** Begin DOCUMENT SEGMENT **
Monday, October 26, 2009

Down and Out in Paris - Home to Preston

And then Waseem tried to hitchhike with a Motorway Servicing truck using a stolen motorway sign, saying "Direction Paris" and we were apprehended and the sign returned to the authorities. The man was very kind and dropped us at the motorway service station.
Here we were whisked northward after not much waiting by Nicolas and Celine. They dropped us in Tours at the busy central square, where we went to buy food from the supermarket. A quarter of an hour later we found ourselves at the edge of the town forming a one-two combination of Waseem with his thumb and me with the new sign. Kangny, an artist from Paris, whizzed to a halt and we almost didn't spot him and then seeing him dashed up the road to jump in. The drive was still quite a long one to Paris, but he was going all the way and could drop us in the St Denis region where we were to meet Muhammed and the rest of the rap group. So we relaxed and talked, the landscape mellowing as the sun set and the broad flat french fields accentuated the endless rhythm of the car speeding along the autoroute. Waseem called Muhammed and it seemed things were difficult for them to get accommodation for us as their apartment was very full with 5 staying in a 3 bed apartment, and what with all their music things it was difficult to find space for us. But they were going to sort something out so we remained hopeful. Kangny offered me a coffee but it didn't help, at this stage I felt abject and was finding it hard to keep chatting.
** End DOCUMENT SEGMENT **
** Begin EXTRACTED MATERIAL **
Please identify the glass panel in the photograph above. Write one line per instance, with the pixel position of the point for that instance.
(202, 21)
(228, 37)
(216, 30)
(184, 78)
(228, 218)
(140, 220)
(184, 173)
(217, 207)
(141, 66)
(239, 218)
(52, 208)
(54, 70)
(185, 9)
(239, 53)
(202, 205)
** End EXTRACTED MATERIAL **
__EXERCISE GOAL__:
Decide whether each statement agrees with the hitchhiking post about the trip to Paris. Answer yes or no for each, quoting the words of the post that decide it. (a) Nicolas and Celine dropped the travelers at the busy central square in Tours. (b) Kangny was driving only part of the way to Paris. (c) The coffee Kangny offered helped the narrator.

__SOLUTION FOR THIS EXERCISE__:
(a) Yes: "They dropped us in Tours at the busy central square."
(b) No: "he was going all the way."
(c) No: "Kangny offered me a coffee but it didn't help."